• TEXT PASSAGE
▼

In my previous Search Matters column, “Mobile Finding: Turning Limitations into Opportunity,” I discussed how mobile search user experiences differ from those on the Web. In this and my next column, I’ll look specifically at the challenges and opportunities of mobile faceted search. This column covers design patterns for maximizing the real estate available for search results, while the next will cover strategies for making people aware of filtering options.
Faceted search is extremely helpful for certain kinds of finding—particularly for ecommerce apps. Unfortunately, the designers of mobile applications do not have established user interface paradigms they can follow or abundant screen real estate for presenting facets and filters in a separate area on the left or at the top of a screen. To implement faceted search on mobile devices, we need to get creative rather than following established Web design patterns. Join me in exploring the Four Corners, Modal Overlay, Watermark, and Refinement Options design patterns for mobile devices. Following these patterns can move us one step closer to making faceted search a usable reality on mobile devices.
But first, let’s take a look at the challenges of designing mobile faceted search, which include navigational elements that use up precious screen real estate, limited search-refinement options, and the general lack of an iterative refinement flow.
Mobile Faceted Search Challenges
Recall that one of the mobile applications I discussed in my last column was Amazon’s iPhone app. Figure 1 shows its search results screen.
On the Web, Amazon’s faceted search is nothing short of gold standard, so comparing their Web faceted-search experience to that of their iPhone app is instructive. Looking at the Amazon iPhone app in Figure 1, the first thing to note is the amount of screen real estate Amazon has devoted to things other than search results. Their fairly standard iPhone page layout has a navigation bar at the top and a tab bar at the bottom, which together take up about 74 pixels. In all, Amazon has permanently devoted almost 22% of their precious screen real estate to navigation and other features. As a consequence, they can display only three search results at a time. And Amazon is actually fairly frugal with its screen real estate—at least in comparison to other mobile ecommerce applications.

▲

• REQUESTS
1 – According to the column on mobile faceted search, about how many pixels do the navigation bar and tab bar in Amazon's iPhone app take up together?
2 – List every mobile design pattern that the column on mobile faceted search names for readers to explore.
3 – Write the next part of the column on mobile faceted search, picking up right after its final sentence.

• SOURCE MATERIAL

▼

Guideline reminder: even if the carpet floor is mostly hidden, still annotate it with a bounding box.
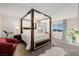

▲

• ANSWERS FOR THE TASKS
1 – About 74 pixels.

2 – Four Corners, Modal Overlay, Watermark, Refinement Options

3 –
Another interesting issue is that the user’s keyword query—in this case, green lantern—does not appear in its entirety in the application’s navigation bar—both because the user interface displays the query in a really large font and because the query text has to compete with a large search refinement button that is also on the navigation bar. With the screen‘s limited real estate, the query gets cut off, allowing only green… to appear there.
Last, but not least, the only search refinement Amazon presents to customers is By Category—a button that takes a customer to a different category-selection screen. While category is definitely one of the most useful and frequently applied facets, offering category selection alone hardly compares to the rich array of search-refinement options that is available on Amazon’s Web site, as shown in Figure 2. Conspicuously absent are various sorting options, as well as filtering by price.
However, in these screenshots, you cannot see one of the most important and striking differences between search on the Web and on mobile devices, which you can understand only in terms of the app’s search-refinement flow. Figure 3 illustrates the differences between Amazon’s Web and mobile search-refinement flows.
On the Web, Amazon’s search supports progressive, faceted search refinement and exploration as one of its primary goals for the search process. As Peter Morville said in his brilliant book, Search Patterns, “Faceted navigation … helps us learn. Search becomes an iterative, interactive experience where what we find changes what we seek.” For example, on the Web, a customer who starts with the keyword query Nike can narrow down the search results by category (Shoes), additional keywords (Nike Air), product type (Cross Training), and size (12).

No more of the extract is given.